Repeat all the material exactly; pictures stay out of your copy.

--- START OF Supplied information ---

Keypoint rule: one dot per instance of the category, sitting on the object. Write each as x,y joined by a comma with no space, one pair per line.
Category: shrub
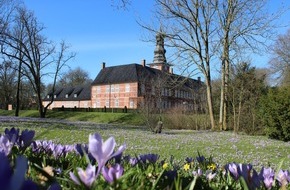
274,111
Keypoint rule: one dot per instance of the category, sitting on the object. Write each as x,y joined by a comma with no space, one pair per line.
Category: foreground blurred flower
150,158
267,176
87,176
165,165
210,175
49,171
246,171
12,134
283,177
186,166
233,169
14,180
103,151
197,173
26,137
112,173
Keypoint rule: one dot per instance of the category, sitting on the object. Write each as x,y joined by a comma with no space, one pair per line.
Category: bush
274,111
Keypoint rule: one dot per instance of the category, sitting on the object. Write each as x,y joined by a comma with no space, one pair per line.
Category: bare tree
280,60
7,84
189,27
243,25
34,52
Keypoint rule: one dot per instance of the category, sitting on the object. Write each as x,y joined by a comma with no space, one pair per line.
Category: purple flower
26,137
103,151
250,175
87,176
233,169
200,159
210,175
151,158
283,177
267,176
12,134
189,159
5,144
16,179
112,173
133,161
197,173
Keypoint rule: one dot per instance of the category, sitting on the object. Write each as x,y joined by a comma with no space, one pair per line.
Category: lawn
223,146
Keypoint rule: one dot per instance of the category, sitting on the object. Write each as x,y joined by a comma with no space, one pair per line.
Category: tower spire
159,52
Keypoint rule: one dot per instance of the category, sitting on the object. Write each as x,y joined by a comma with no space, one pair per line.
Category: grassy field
223,146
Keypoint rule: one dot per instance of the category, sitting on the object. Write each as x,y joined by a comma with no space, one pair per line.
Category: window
127,88
98,89
107,103
142,88
108,88
117,87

--- END OF Supplied information ---

_Answer for the task:_
Keypoint rule: one dot per instance of the category, sitting on the object. Write each as x,y joined by a comma with no space, one pair per line.
Category: shrub
274,111
Keypoint rule: one dot per instance of the category, sitting on the object. Write each as x,y joined by a comma with no space, one pair per line.
Category: foreground blurred flower
150,158
267,176
87,176
165,165
210,175
49,171
246,171
12,134
283,177
186,166
233,169
14,180
103,151
197,173
26,137
112,173
Keypoint rule: one dot per instance of the category, sitting on the object. Write each as x,y joined by a comma with no space, one pair per line.
Category: bush
274,111
Keypoint rule: one dot per instance of the category, sitting on the object. Write each as x,y joined by a comma with no space, one pair per line.
Category: bare tree
280,60
7,84
189,27
243,25
34,52
Keypoint rule: one dot per instance of the category, sitting on the object. Write each as x,y joined by a comma with no space, one pair per line.
Category: purple flower
26,137
103,151
250,175
87,176
233,169
200,159
210,175
151,158
283,177
267,176
12,134
189,159
5,144
16,179
112,173
133,161
197,173
Keypoint rule: one dot per instance of the category, sitting on the object. Write each as x,y joined by a comma with no space, one pair per line.
Category: lawn
223,146
Keypoint rule: one dot per instance of the category, sitting on the object. Write each as x,y joined by a comma with no space, one pair per line.
Category: tower spire
159,52
Keypoint rule: one dot per instance of the category, sitting on the object. Write each as x,y joined by a comma with no space, one pair per line.
Category: grassy field
223,146
Keypoint rule: one dot per instance of the category, sitting on the object. Write each as x,y joined by a comma with no space, one pair per line.
Category: window
127,88
98,89
107,103
142,88
108,88
117,87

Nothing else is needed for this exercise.